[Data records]
****************
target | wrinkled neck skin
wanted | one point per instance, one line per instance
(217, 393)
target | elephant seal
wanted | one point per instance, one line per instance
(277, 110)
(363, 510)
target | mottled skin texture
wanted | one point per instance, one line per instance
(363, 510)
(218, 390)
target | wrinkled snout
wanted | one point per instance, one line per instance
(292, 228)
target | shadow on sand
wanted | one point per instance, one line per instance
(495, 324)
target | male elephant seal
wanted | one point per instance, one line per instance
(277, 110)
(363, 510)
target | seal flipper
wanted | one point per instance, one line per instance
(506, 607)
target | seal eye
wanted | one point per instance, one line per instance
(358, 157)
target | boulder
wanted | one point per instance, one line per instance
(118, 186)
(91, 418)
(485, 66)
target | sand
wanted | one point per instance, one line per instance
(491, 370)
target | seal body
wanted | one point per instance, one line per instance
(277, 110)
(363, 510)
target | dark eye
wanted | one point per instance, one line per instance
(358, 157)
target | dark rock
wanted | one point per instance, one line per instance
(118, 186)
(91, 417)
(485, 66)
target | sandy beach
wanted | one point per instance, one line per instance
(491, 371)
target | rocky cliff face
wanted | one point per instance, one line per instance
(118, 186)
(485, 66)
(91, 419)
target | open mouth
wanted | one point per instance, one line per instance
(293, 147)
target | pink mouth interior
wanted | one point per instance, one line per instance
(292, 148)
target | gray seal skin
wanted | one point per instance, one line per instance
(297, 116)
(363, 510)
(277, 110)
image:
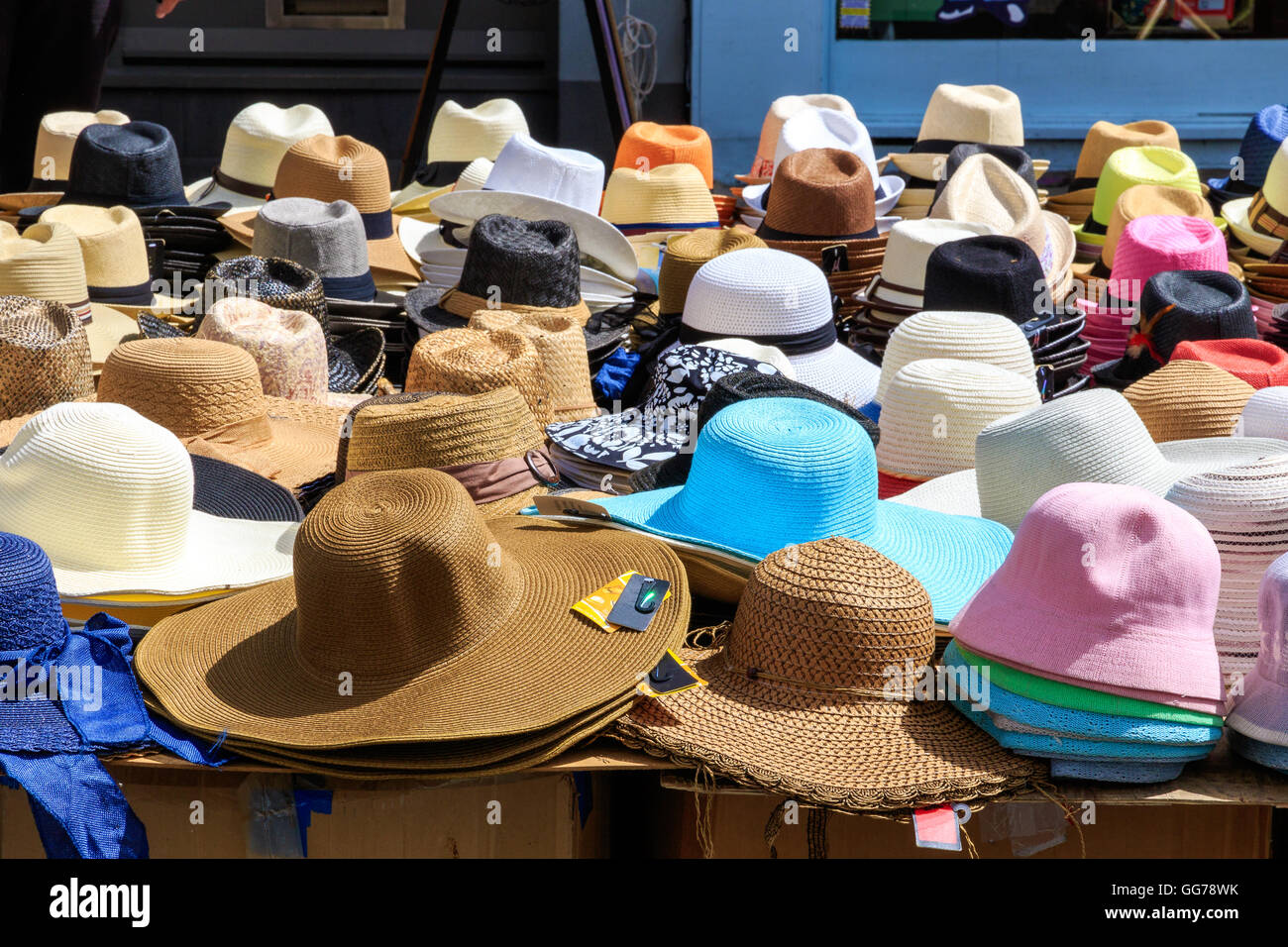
****************
• _Directions_
Please gather every line above that contains the string "skin", copying each one in full.

• _Exercise result_
target | wrinkled neck skin
target | mottled skin texture
target | gray seal skin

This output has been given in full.